*READING TEXT*:
>>>

Michael Aschbacher was born in Little Rock, Arkansas, in 1944. He received his undergraduate degree from Caltech in 1966 and his Ph.D. from the University of Wisconsin in 1969 under the direction of Richard Bruck. He was a postdoctoral fellow at the University of Illinois in 1969-70, and since then he has been at Caltech, where he is the Shaler Arthur Hanisch Professor of Mathematics. He received the Cole Prize in Algebra from the AMS in 1980 and the Rolf Schock Prize from the Royal Swedish Academy of Sciences in 2011. He was an invited speaker at the International Congress of Mathematicians in 1978 and a vice president of the AMS from 1996 to 1998. He is a member of the National Academy of Sciences and the American Academy of Arts and Sciences. Aschbacher's research focuses on the finite simple groups.

We are deeply grateful to the Society for honouring us with this Steele Prize for Mathematical Exposition. For decades Danny Gorenstein was the voice of the Classification Project, providing the community with a vivid narrative of our travails and accomplishments. Unfortunately, he departed this life before the task was completed and the tale fully told. Our book serves in part as a sequel to his 1983 volume, providing a detailed reader's guide to the major papers composing the second ("even") half of the Classification proof, but we have prefaced it with an outline and synopsis of the entire proof, updating Danny's references and giving our personal view of the entire enterprise. In writing a book it always helps to have a great story to tell, and few mathematical projects have played out on such an epic scale and reached such a gratifying culmination as the Classification of the Finite Simple Groups. We appreciate that, in awarding us this prize, the Society acknowledges the importance of this work.

Michael Aschbacher, the Shaler Arthur Hanisch Professor of Mathematics, has been awarded the 2012 Leroy P Steele Prize for Mathematical Exposition by the American Mathematical Society (AMS). Aschbacher, along with coauthors Richard Lyons of Rutgers University, Steve Smith of the University of Illinois at Chicago, and Ronald Solomon of Ohio State University, were recognised for a paper on the classification of certain types of groups, which are fundamental mathematical objects.

"AMS prizes are big honours, and we are proud that Michael has gotten this prize," says Barry Simon, the IBM Professor of Mathematics and Theoretical Physics." Over the last few decades, Aschbacher has played a leading role in the classification of so-called finite simple groups-an achievement that, Simon says, is one of the major mathematical accomplishments of the last 50 years, earning Aschbacher the Rolf Schock Prize from the Royal Swedish Academy of Sciences last year. "The mathematical proof involved in that work is so complicated that even experts in the specialty haven't absorbed it all," Simon says. "What Aschbacher and his co-authors got the Steele Prize for is an exposition for professional mathematicians that's one part of a wider program. Making this material accessible to mathematicians in different fields of mathematics is an important accomplishment."

<<<

List every prize that the text on Michael Aschbacher says he has received, and give the organization that awarded each one.

*Stored dataset items*:
>>>

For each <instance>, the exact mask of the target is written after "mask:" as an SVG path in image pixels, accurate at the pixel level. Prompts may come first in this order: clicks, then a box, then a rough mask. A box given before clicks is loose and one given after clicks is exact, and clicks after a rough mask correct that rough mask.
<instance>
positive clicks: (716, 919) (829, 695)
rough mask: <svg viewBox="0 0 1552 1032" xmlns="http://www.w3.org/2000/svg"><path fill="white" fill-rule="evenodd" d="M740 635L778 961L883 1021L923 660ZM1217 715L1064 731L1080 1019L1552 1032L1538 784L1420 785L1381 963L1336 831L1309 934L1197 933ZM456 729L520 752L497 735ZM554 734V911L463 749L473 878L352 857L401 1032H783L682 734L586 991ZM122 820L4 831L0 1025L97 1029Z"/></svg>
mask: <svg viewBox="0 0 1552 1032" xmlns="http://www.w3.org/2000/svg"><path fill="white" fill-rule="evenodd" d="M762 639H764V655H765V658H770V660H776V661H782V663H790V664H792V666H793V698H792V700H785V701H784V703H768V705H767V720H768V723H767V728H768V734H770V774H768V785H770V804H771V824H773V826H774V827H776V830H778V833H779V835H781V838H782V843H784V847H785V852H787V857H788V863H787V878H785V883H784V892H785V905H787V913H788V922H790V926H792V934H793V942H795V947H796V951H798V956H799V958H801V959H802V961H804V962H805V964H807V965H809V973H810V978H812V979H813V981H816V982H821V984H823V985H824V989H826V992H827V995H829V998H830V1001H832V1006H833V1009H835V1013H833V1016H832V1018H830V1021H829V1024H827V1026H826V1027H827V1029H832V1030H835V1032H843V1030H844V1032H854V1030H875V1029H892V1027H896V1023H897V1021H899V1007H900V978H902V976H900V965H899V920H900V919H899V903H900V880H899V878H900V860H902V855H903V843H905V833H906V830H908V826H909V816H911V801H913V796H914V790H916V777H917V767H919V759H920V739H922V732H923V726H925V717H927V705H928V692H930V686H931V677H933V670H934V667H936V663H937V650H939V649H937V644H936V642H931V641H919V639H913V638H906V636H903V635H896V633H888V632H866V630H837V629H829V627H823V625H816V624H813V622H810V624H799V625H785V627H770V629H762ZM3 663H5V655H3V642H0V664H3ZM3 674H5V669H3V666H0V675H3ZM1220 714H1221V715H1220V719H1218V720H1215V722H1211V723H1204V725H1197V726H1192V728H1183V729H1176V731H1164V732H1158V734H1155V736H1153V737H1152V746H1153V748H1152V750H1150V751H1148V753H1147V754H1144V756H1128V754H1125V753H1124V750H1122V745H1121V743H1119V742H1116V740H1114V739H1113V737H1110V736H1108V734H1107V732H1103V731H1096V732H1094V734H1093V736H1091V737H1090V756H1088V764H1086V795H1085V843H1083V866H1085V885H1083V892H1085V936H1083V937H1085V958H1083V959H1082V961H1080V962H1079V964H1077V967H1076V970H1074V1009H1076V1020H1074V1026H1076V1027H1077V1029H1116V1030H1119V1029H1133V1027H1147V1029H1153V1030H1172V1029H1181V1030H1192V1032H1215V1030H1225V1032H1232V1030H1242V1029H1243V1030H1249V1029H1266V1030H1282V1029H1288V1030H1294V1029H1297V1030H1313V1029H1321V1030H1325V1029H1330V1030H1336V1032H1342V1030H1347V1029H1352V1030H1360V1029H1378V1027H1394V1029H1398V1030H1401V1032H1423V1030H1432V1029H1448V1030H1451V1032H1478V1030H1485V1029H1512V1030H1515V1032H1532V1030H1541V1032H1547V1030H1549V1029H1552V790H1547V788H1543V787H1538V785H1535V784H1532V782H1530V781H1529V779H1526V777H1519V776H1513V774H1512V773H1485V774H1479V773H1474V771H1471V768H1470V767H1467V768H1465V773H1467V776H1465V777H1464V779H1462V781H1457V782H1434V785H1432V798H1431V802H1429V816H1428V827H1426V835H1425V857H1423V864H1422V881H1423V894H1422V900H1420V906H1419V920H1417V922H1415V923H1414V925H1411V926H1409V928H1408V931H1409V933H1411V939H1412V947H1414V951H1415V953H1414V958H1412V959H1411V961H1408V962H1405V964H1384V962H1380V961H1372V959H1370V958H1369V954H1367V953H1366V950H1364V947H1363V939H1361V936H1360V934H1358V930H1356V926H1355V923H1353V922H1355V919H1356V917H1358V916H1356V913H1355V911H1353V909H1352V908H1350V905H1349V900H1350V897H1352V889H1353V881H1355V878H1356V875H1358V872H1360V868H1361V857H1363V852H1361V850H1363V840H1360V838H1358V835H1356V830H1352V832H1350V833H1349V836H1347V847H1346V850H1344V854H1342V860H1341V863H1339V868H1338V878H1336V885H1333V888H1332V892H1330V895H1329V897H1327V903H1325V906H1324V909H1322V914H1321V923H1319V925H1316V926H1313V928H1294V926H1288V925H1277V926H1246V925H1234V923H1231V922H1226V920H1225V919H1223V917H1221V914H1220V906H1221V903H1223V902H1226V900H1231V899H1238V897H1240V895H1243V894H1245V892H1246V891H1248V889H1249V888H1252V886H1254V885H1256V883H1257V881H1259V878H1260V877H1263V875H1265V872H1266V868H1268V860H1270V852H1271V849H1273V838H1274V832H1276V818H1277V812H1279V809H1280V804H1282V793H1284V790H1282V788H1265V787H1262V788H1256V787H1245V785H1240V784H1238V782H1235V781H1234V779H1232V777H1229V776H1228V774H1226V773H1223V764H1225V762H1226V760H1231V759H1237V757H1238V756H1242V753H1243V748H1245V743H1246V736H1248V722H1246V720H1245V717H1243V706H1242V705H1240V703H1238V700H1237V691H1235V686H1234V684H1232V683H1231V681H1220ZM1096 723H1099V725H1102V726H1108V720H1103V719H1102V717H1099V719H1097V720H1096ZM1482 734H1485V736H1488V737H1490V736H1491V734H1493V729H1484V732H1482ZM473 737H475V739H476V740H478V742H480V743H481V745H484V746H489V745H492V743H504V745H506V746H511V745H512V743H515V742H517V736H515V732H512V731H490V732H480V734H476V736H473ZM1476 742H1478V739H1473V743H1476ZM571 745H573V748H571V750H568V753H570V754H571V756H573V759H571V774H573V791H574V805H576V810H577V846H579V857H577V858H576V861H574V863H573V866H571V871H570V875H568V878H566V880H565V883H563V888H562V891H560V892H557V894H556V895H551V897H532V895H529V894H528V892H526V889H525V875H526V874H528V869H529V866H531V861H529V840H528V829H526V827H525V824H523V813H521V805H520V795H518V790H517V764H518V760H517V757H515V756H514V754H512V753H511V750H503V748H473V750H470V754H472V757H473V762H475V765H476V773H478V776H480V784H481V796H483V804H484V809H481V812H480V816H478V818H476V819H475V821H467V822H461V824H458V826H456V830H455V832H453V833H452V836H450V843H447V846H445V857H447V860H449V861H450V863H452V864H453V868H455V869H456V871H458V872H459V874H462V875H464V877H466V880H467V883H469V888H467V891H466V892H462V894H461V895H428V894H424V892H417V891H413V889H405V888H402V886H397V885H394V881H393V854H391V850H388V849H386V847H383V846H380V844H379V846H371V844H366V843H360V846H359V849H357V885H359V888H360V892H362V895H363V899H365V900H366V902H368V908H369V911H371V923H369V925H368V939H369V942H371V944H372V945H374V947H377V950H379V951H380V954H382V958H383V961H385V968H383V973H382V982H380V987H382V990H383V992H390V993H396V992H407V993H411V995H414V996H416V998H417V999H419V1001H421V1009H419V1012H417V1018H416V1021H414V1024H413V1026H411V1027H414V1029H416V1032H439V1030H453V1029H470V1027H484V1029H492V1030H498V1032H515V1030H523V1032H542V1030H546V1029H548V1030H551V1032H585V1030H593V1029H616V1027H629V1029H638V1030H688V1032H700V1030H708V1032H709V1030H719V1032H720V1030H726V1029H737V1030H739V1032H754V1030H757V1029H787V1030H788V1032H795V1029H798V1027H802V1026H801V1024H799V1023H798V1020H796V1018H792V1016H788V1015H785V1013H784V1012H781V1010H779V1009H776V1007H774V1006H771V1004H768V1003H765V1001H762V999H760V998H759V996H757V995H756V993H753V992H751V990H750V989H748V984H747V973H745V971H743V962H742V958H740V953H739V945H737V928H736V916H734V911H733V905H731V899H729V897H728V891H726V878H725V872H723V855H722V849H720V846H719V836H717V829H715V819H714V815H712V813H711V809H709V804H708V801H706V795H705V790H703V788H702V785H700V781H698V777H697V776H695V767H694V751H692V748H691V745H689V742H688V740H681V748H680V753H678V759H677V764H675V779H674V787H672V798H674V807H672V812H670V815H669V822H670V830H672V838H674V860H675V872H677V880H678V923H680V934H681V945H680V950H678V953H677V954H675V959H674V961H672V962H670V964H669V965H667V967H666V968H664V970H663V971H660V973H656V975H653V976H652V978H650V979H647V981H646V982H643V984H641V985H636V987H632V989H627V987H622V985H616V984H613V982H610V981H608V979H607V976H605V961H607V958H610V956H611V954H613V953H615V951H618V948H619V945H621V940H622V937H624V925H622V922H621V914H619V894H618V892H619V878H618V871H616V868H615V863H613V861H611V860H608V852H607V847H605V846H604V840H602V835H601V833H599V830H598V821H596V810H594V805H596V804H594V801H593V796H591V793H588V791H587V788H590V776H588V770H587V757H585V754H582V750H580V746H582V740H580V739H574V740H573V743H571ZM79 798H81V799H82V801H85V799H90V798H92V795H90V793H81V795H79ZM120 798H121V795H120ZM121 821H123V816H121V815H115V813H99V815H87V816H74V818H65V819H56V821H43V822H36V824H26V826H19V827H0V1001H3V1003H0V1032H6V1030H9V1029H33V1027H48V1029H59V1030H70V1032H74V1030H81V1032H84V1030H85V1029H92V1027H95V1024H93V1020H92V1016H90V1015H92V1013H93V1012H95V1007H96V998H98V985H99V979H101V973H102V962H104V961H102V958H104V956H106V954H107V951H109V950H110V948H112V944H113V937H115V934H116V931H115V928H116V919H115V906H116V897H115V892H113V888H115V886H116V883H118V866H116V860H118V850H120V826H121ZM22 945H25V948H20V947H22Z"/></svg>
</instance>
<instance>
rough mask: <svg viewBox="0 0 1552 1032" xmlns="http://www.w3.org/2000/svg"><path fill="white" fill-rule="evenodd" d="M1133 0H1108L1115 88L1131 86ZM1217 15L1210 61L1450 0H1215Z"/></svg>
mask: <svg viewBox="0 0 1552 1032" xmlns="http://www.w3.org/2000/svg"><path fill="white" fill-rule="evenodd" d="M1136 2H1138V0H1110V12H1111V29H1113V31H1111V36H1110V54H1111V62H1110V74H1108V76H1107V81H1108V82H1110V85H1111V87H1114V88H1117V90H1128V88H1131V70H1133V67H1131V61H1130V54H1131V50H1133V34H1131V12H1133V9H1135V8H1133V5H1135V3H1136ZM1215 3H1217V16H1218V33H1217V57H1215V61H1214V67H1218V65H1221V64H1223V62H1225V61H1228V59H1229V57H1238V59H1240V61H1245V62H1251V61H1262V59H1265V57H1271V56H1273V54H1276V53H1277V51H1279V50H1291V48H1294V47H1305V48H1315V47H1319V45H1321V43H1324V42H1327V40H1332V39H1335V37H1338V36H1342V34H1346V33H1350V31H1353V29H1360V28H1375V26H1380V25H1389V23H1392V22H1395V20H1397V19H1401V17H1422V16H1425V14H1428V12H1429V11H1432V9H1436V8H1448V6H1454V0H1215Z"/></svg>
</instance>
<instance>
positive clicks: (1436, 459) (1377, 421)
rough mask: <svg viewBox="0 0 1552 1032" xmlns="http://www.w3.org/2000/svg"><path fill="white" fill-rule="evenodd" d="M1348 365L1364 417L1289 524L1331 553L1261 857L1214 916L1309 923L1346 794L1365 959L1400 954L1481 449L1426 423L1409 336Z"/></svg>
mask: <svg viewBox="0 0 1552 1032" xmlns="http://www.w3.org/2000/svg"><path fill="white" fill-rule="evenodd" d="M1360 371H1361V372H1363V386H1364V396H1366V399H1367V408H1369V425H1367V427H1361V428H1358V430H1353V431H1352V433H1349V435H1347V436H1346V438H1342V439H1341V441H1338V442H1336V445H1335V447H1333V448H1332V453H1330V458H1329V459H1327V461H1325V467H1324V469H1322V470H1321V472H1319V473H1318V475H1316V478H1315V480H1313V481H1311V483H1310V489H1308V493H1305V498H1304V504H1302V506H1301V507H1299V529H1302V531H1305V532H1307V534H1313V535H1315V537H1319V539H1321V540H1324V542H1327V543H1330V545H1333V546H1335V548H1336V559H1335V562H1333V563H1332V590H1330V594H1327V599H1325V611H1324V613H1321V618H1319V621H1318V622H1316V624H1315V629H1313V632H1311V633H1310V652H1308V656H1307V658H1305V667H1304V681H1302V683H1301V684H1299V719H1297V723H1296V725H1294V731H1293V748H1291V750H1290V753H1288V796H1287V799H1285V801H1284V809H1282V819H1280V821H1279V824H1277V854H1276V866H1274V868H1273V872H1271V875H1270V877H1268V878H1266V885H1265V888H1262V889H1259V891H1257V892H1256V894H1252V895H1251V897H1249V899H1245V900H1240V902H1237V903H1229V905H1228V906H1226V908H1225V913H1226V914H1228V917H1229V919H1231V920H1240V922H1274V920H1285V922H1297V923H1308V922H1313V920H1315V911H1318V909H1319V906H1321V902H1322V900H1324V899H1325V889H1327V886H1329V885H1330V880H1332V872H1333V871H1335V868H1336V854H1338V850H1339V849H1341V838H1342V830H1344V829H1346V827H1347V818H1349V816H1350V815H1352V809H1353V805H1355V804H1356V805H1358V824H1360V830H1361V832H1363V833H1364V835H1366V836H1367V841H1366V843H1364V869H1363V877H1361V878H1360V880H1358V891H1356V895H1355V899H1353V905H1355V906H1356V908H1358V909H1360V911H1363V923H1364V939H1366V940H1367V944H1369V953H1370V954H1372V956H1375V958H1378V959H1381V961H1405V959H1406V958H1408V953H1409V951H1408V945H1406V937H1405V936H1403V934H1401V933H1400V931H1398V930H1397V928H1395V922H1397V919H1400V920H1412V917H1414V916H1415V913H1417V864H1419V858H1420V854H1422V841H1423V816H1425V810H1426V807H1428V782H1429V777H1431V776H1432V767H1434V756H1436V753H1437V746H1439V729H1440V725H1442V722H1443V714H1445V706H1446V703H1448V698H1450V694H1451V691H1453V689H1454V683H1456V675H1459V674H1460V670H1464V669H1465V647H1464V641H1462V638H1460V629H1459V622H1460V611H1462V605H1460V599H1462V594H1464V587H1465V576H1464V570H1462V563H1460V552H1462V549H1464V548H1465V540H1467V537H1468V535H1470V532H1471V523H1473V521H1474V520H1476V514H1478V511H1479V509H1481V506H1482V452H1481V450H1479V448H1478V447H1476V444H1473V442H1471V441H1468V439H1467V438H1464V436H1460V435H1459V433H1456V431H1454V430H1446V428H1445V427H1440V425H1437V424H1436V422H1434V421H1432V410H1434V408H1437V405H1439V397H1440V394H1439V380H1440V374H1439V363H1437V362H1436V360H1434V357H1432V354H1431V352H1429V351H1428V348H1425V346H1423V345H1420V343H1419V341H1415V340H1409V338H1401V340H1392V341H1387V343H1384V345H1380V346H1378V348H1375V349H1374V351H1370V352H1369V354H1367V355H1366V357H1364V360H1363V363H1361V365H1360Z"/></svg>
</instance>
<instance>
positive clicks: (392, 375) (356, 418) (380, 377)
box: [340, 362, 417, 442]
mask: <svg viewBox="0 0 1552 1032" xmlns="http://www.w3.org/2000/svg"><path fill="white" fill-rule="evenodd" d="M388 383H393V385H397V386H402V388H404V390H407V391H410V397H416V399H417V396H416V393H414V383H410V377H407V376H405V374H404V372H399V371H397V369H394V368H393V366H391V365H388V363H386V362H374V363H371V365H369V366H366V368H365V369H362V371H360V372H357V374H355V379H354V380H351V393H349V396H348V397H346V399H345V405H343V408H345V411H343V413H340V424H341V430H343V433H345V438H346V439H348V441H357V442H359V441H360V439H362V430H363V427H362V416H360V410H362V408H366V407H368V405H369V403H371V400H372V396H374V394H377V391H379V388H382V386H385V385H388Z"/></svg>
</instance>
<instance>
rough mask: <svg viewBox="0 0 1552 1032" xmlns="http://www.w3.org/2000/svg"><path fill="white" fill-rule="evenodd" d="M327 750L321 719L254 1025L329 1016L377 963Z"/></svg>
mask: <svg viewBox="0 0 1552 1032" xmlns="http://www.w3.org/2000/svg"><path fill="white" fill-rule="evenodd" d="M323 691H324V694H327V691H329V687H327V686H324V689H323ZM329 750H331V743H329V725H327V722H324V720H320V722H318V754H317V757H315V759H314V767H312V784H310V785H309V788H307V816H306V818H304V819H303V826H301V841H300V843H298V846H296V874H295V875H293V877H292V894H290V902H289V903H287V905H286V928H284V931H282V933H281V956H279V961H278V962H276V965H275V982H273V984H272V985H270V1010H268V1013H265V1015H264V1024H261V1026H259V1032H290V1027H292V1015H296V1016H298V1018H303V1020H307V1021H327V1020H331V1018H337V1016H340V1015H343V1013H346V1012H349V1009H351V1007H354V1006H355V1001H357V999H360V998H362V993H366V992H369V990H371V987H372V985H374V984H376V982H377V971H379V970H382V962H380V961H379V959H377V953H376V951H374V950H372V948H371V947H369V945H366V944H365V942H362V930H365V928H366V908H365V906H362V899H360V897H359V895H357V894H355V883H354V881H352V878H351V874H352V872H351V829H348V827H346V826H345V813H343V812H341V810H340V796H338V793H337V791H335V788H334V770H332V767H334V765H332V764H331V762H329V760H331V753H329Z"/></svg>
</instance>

<<<

*RESPONSE AREA*:
- Cole Prize in Algebra: the AMS (American Mathematical Society), 1980
- Rolf Schock Prize: the Royal Swedish Academy of Sciences, 2011
- Leroy P Steele Prize for Mathematical Exposition: the American Mathematical Society (AMS), 2012